▶ _EXERCISE_
Switch "man with mustache" to "man with beard" in the items starting at the first line and ending at the line containing "column 247, row 494", and write those lines out again with nothing else changed.

[Entries from a dataset]
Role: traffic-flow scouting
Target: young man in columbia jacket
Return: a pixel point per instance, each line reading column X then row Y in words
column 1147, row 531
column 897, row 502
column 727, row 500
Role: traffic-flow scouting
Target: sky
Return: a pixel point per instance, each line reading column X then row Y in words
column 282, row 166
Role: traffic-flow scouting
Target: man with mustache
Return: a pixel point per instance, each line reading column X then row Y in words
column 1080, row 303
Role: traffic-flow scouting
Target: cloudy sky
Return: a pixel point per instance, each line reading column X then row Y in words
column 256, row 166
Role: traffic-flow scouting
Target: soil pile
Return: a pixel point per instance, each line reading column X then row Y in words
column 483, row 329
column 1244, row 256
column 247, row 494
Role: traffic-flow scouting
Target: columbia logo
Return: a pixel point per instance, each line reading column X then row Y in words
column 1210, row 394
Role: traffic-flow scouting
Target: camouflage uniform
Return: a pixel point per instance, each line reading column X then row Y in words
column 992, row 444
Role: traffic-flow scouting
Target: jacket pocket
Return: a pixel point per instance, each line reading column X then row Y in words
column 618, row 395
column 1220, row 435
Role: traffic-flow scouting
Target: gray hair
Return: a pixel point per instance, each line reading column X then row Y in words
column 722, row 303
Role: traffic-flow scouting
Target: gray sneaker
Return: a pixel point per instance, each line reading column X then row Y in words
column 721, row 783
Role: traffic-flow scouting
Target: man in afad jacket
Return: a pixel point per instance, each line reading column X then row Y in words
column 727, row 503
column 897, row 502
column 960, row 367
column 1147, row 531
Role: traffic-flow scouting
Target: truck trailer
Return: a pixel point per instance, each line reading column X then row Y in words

▶ _ANSWER IN FULL_
Role: traffic-flow scouting
Target: young man in columbia jacket
Return: a pixel point per instance, each line reading column X then row Y in words
column 1147, row 531
column 897, row 502
column 727, row 500
Role: traffic-flow scouting
Target: sky
Return: a pixel point per instance, each line reading column X then row Y in words
column 282, row 166
Role: traffic-flow scouting
Target: man with beard
Return: a pixel point per instance, each line reading column X then row Y in words
column 1080, row 303
Role: traffic-flow scouting
Target: cloudy sky
Return: a pixel point per instance, each line reading column X then row Y in words
column 256, row 166
Role: traffic-flow scouting
Target: soil pile
Return: a pixel point per instance, each line reading column X then row Y in words
column 483, row 329
column 1244, row 256
column 247, row 494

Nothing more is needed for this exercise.